Look for the string "police" in the material below. Copy every line where you find it.

-- Opening Marker --

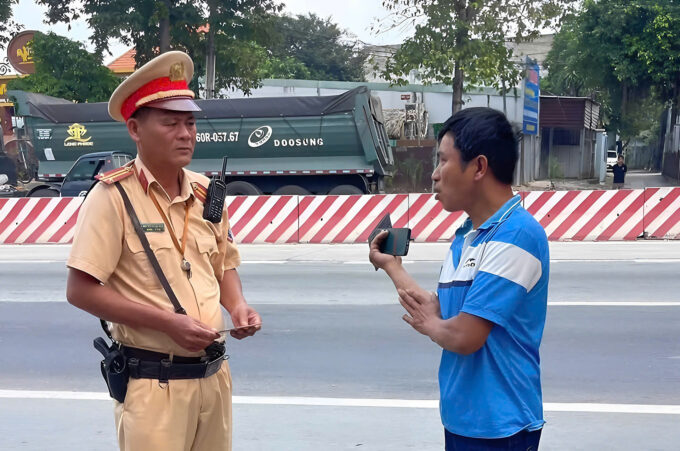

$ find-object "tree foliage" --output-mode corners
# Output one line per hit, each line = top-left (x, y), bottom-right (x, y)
(261, 13), (367, 82)
(35, 0), (280, 95)
(6, 32), (120, 102)
(543, 0), (679, 142)
(376, 0), (574, 114)
(0, 0), (21, 46)
(34, 3), (368, 95)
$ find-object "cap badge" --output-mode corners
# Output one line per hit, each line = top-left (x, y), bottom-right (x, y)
(169, 62), (184, 81)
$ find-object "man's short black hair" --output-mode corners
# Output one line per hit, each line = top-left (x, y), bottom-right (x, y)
(437, 107), (518, 185)
(129, 106), (153, 122)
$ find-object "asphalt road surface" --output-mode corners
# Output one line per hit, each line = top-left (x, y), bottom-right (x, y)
(1, 242), (679, 450)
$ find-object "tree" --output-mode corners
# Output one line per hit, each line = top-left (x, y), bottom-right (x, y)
(36, 1), (200, 63)
(376, 0), (574, 114)
(543, 0), (679, 145)
(626, 2), (680, 127)
(195, 0), (282, 97)
(35, 0), (280, 96)
(0, 0), (21, 46)
(6, 32), (120, 102)
(261, 13), (367, 82)
(259, 54), (312, 80)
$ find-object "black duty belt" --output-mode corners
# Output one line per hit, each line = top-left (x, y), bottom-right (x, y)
(122, 345), (225, 382)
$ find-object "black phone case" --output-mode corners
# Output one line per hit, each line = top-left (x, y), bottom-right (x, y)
(380, 228), (411, 256)
(368, 213), (393, 246)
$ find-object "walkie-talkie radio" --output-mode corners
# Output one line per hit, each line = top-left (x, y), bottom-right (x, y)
(203, 157), (228, 223)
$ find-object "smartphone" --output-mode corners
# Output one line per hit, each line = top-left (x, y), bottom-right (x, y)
(380, 228), (411, 256)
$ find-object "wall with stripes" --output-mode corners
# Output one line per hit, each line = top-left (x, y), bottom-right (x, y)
(2, 188), (680, 244)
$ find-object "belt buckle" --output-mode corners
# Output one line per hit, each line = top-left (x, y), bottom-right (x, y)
(204, 353), (224, 377)
(159, 358), (172, 386)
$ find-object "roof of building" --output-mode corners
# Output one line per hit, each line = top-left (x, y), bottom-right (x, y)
(105, 25), (209, 76)
(107, 48), (137, 75)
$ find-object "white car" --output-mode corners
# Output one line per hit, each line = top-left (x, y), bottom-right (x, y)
(606, 150), (618, 171)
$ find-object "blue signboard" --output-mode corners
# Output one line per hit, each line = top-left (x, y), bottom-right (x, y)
(523, 60), (540, 135)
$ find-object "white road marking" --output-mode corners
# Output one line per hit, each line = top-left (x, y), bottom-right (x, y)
(0, 390), (678, 414)
(634, 259), (680, 263)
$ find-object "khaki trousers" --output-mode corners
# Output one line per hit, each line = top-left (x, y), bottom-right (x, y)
(114, 361), (232, 451)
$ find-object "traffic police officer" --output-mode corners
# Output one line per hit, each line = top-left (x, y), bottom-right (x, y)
(66, 50), (261, 451)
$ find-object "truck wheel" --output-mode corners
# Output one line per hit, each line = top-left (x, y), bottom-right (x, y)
(225, 181), (262, 196)
(273, 185), (311, 195)
(327, 185), (364, 195)
(29, 188), (59, 197)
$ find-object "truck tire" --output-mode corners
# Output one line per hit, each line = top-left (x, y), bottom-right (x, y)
(273, 185), (311, 195)
(28, 188), (59, 197)
(225, 181), (263, 196)
(328, 185), (364, 195)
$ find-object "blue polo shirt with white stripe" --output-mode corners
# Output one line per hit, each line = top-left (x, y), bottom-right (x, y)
(437, 194), (549, 439)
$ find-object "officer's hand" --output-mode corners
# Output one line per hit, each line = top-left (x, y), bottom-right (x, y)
(369, 230), (402, 271)
(229, 303), (261, 340)
(165, 315), (220, 352)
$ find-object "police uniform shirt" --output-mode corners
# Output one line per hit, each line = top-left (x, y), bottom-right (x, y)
(67, 158), (240, 356)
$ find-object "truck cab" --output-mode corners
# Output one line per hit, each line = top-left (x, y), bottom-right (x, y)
(29, 151), (133, 197)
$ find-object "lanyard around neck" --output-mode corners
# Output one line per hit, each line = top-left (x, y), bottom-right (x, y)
(148, 189), (192, 258)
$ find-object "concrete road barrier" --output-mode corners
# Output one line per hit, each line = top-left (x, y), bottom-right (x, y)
(1, 188), (679, 244)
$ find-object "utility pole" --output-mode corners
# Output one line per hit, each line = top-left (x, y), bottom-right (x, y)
(159, 0), (171, 53)
(205, 26), (216, 99)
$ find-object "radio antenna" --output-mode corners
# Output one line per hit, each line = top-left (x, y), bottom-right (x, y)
(221, 156), (228, 183)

-- Closing Marker --

(Answer to the problem):
$ find-object "traffic police officer" --output-mode corners
$ find-object "police uniform shirt" --output-mode corners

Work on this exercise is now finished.